• _Coordinate annotation entries_
========
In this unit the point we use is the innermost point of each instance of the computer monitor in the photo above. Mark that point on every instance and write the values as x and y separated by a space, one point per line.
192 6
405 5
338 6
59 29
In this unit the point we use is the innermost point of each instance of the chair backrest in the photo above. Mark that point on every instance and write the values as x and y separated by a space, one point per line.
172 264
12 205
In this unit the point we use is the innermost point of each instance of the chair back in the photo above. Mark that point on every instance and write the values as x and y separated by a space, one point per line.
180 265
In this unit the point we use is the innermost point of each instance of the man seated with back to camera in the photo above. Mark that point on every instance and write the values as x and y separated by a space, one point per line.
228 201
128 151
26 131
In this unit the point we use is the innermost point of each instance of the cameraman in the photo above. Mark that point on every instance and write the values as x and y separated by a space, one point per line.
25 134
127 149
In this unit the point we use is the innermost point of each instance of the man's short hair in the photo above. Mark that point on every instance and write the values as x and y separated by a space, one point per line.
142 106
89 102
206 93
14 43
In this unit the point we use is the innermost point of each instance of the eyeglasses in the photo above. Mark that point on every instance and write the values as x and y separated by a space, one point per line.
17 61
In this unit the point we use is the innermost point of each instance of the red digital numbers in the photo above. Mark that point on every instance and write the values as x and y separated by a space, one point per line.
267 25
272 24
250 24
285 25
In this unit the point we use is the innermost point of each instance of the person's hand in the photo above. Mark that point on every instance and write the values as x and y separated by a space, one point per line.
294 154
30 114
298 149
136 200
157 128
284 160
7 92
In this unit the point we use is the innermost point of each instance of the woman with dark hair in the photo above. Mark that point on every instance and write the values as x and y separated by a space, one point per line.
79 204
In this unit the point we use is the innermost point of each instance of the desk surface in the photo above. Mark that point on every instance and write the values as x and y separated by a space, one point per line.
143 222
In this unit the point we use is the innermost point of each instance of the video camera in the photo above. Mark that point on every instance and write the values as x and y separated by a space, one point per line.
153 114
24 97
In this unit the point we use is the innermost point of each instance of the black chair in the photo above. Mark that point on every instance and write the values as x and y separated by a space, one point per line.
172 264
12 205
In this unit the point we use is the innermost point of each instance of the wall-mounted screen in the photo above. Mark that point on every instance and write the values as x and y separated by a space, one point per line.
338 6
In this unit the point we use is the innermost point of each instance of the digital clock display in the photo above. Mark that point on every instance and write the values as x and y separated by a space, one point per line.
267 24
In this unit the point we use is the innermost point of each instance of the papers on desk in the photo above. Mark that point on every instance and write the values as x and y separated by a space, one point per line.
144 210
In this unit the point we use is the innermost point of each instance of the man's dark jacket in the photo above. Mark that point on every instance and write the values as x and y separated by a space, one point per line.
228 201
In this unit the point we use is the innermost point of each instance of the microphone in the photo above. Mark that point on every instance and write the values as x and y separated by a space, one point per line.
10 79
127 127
========
• _Short task_
Copy the data above line for line, with no changes.

• _Reply_
In this unit the point we use is the innermost point of each instance of the computer monitor in the photo above. Mark that point on every instance and write the values as x and y separated by a space, one point per line.
192 6
405 5
338 6
59 29
In this unit the point we use is the innermost point of each instance of the chair backrest in the photo above. Mark that point on every instance and write the values as x and y separated by a space, one point per line.
172 264
12 205
In this unit the point we use is the innermost point of each instance of the chair back in the photo above. Mark that point on every instance and write the values as x and y separated by a space, one point per line.
180 265
In this unit the point we use is the innermost point of each instance of the man seated with back to camera in the photo above. Mark that point on every instance and write the values as x and y separated by a space, one point per line.
228 201
128 151
26 131
In this unit the point we use is the innermost point of each instance of the cameraman in the photo above. Mark that point on every instance and write the values as x and y separated by a space, one point per line.
25 134
127 149
In this unit the point we use is the innermost point of each instance of the man's short hair in the photo above. Mark that point on every instance and write the values as x and y separated by a space, one point per line.
142 106
89 102
206 93
14 43
In this unit the point we use is the innermost point of each instance of the eyeglasses in the photo above. Mark that point on every instance and write the values as x and y separated by a space, one point per line.
17 61
In this unit the point we use is the innermost point of each instance of the red digital numbers in the photo above. Mark that point on every instance and write the values as x and y separated by a space, one point per line.
267 25
272 24
250 24
285 25
In this unit the point we use is the innermost point of each instance of the person's hand in the photo above. Mark that point on every instance and write the values as x and y separated by a space, one point per line.
294 154
30 114
298 149
136 200
157 128
284 160
7 92
In this unit the point we use is the innermost point of each instance of the woman with dark hair in the photo above. Mark that point on every instance and write the values as x and y separated by a space, one point per line.
79 204
In this unit the point we use is the innermost point of each instance of the desk surface in the photo above. Mark that point on every instance and write the values as x and y separated by a space, one point per line.
143 222
In this unit the point we use is the innermost point of each instance of the video camera in the photo above. Mark that point on every instance and write the values as x and y separated by a space, one point per line.
153 114
24 97
In this unit the point we use is the innermost point of each instance of the black chair in the photo above. Mark that point on every instance and write the values as x and y separated by a space, one point per line.
172 264
12 205
In this unit the point we use is the innermost point of each instance of the wall-mounted screen in the photo above. Mark that point on every instance and write the values as x and y separated by a space, one point per line.
338 6
In this unit the point we use is the innermost point of each instance of the digital clock display in the photo above. Mark that point on every instance and write the values as x and y separated by a space, one point per line.
267 24
In this unit the point we use is the innermost point of each instance of the papers on desk in the photo above. Mark that point on every instance and write the values as x and y separated by a space, one point per line.
144 210
In this unit the point we use is the innermost point of each instance of the man's dark jacket in the photo above. Mark that point on every instance and write the values as x and y separated by a space, one point per line.
228 201
In this unit the point we use is the innermost point of each instance of the microphone in the photo above. Mark that point on every instance and write the values as x and y separated by a space, one point per line.
10 79
127 127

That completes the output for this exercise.